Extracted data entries
=-=-=

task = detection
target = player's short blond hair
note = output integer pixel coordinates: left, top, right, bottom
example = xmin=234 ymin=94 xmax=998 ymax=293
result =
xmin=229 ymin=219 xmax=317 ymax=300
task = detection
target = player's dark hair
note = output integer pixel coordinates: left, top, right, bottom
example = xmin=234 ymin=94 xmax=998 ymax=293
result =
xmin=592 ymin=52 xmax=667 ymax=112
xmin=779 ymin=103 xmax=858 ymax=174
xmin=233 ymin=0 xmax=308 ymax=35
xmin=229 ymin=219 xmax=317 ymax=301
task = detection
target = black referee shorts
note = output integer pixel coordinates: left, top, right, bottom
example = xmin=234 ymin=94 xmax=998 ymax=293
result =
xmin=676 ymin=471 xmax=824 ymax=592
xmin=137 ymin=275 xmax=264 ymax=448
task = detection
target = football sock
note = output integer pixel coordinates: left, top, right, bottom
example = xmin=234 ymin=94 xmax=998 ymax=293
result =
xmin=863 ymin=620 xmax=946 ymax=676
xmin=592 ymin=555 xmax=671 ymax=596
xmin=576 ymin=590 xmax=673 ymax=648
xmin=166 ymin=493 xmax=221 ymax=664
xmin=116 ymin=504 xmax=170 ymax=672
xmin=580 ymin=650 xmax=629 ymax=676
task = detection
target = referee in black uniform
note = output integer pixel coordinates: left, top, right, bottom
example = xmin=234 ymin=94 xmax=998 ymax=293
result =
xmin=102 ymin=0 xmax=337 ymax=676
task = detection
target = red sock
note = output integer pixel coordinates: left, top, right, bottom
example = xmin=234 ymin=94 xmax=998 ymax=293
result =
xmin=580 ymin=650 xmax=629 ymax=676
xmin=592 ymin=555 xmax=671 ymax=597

=-=-=

__Challenge__. Reproduce each of these records line for line, with nothing changed.

__Task result__.
task = detection
target = player's short blond hair
note = output integer pixel coordinates: left, top, right, bottom
example = xmin=234 ymin=94 xmax=998 ymax=293
result =
xmin=229 ymin=219 xmax=317 ymax=300
task = detection
target = player's dark hair
note = output integer pixel coordinates: left, top, right, bottom
example = xmin=234 ymin=94 xmax=998 ymax=293
result =
xmin=592 ymin=52 xmax=667 ymax=112
xmin=779 ymin=103 xmax=858 ymax=174
xmin=233 ymin=0 xmax=308 ymax=35
xmin=229 ymin=219 xmax=317 ymax=301
task = detection
target = black referee shorts
note = output integer pixel coordinates: left, top, right, bottom
example = xmin=234 ymin=94 xmax=998 ymax=293
result =
xmin=676 ymin=471 xmax=824 ymax=592
xmin=137 ymin=275 xmax=264 ymax=448
task = detection
target = football sock
note = output integer pixel coordinates: left, top, right, bottom
example = xmin=234 ymin=94 xmax=998 ymax=293
result =
xmin=863 ymin=620 xmax=946 ymax=676
xmin=592 ymin=555 xmax=671 ymax=596
xmin=576 ymin=590 xmax=673 ymax=648
xmin=166 ymin=493 xmax=221 ymax=664
xmin=116 ymin=504 xmax=170 ymax=672
xmin=580 ymin=650 xmax=629 ymax=676
task = detection
target = referee in black uniform
note = output integer pixel coordinates: left, top, right, bottom
example = xmin=234 ymin=94 xmax=998 ymax=293
result =
xmin=102 ymin=0 xmax=337 ymax=676
task = detection
target = red sock
note = output integer pixel coordinates: left, top, right, bottom
example = xmin=234 ymin=94 xmax=998 ymax=293
result =
xmin=580 ymin=650 xmax=629 ymax=676
xmin=592 ymin=555 xmax=671 ymax=597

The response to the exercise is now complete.